Tasks to perform:
a: Can you rewrite the post on Python string encodings between "I see that I" and "number of bytes.", inclusive, swapping "encodings" for "formats" throughout?
b: Can you carry the post on Python string encodings forward from its last sentence?

Document:
══════
[Python-3000] Making more effective use of slice objects in Py3k
Talin
talin at acm.org
Fri Sep 1 05:13:27 CEST 2006
Guido van Rossum wrote:
> On 8/31/06, Talin <talin at acm.org> wrote:
>> One way to handle this efficiently would be to only support the
>> encodings which have a constant character size: ASCII, Latin-1, UCS-2
>> and UTF-32. In other words, if the content of your text is plain ASCII,
>> use an 8-bit-per-character string; If the content is limited to the
>> Unicode BMF (Basic Multilingual Plane) use UCS-2; And if you are using
>> Unicode supplementary characters, use UTF-32.
>>
>> (The difference between UCS-2 and UTF-16 is that UCS-2 is always 2 bytes
>> per character, and doesn't support the supplemental characters above
>> 0xffff, whereas UTF-16 characters can be either 2 or 4 bytes.)
>
> I think we should also support UTF-16, since Java and .NET (and
> Win32?) appear to be using effectively; making surrogate handling an
> application issue doesn't seem *too* big of a burden for many apps.
I see that I misspoke - what I meant was, that we would "suppport" all
of the available encodings in the sense that we could translate string
objects to and from those encodings. But the internal representations of
the string objects themselves would only use those encodings which
represented a character in a fixed number of bytes.
Moreover, this internal representation should be opaque to users of the
string - if you want to write out a string as UTF-8 to a file, go for
it, it shouldn't matter what the internal type of the string is.
(Although Jython and IronPython should probably use whatever string
representation is defined by the underlying VM.)
══════
Extracted data:
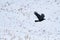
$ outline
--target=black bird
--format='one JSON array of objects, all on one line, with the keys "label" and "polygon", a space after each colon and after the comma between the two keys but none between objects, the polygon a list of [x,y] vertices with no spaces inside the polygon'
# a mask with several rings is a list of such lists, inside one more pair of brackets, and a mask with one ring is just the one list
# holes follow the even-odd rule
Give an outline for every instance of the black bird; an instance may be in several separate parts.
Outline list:
[{"label": "black bird", "polygon": [[37,12],[34,12],[34,14],[35,14],[35,15],[37,16],[37,18],[38,18],[38,20],[35,20],[35,22],[41,22],[41,21],[45,20],[45,19],[44,19],[44,17],[45,17],[44,14],[39,15]]}]

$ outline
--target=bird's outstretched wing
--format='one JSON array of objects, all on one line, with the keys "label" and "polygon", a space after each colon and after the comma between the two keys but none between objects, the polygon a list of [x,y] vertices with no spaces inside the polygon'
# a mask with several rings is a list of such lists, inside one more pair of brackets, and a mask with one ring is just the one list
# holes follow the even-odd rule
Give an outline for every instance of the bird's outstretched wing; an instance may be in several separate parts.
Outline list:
══════
Answers per task:
a:
I see that I misspoke - what I meant was, that we would "suppport" all
of the available formats in the sense that we could translate string
objects to and from those formats. But the internal representations of
the string objects themselves would only use those formats which
represented a character in a fixed number of bytes.

b:
>> By avoiding UTF-8, UTF-16 and other variable-character-length formats,
>> you can always insure that character index operations are done in
>> constant time. Index operations would simply require scaling the index
>> by the character size, rather than having to scan through the string and
>> count characters.
>>
>> The drawback of this method is that you may be forced to transform the
>> entire string into a wider encoding if you add a single character that
>> won't fit into the current encoding.
>
> A way to handle UTF-8 strings and other variable-length encodings
> would be to maintain a small cache of index positions with the string
> object.
Actually, I realized that this drawback isn't really much of an issue at
all. For virtually all string operations in Python, it is possible to
predict ahead of time what string width will be required - thus you can
allocated the proper width object up front, and not have to "widen" the
string in mid-operation.
So for example, any string operation which produces a subset of the
string (such as partition, split, index, slice, etc.) will produce a
string of the same width as the original string.
Any string operation that involves combining two strings will produce a
string that is the same type as the wider of the two strings. Thus, if I
say something like:
"Hello World" + chr( 0x8000 )
This will produce a 16-bits wide string, because 'chr( 0x8000 )' can't
be represented in ASCII, and thus produces a 16-bit-wide string. Since
the first string is plain ASCII (8 bits) and the second is 16 bits, the
result of the concatenation is a 16-bit string.
Similarly, transformations on strings such as upper / lower yield a
string that is the same width as the original.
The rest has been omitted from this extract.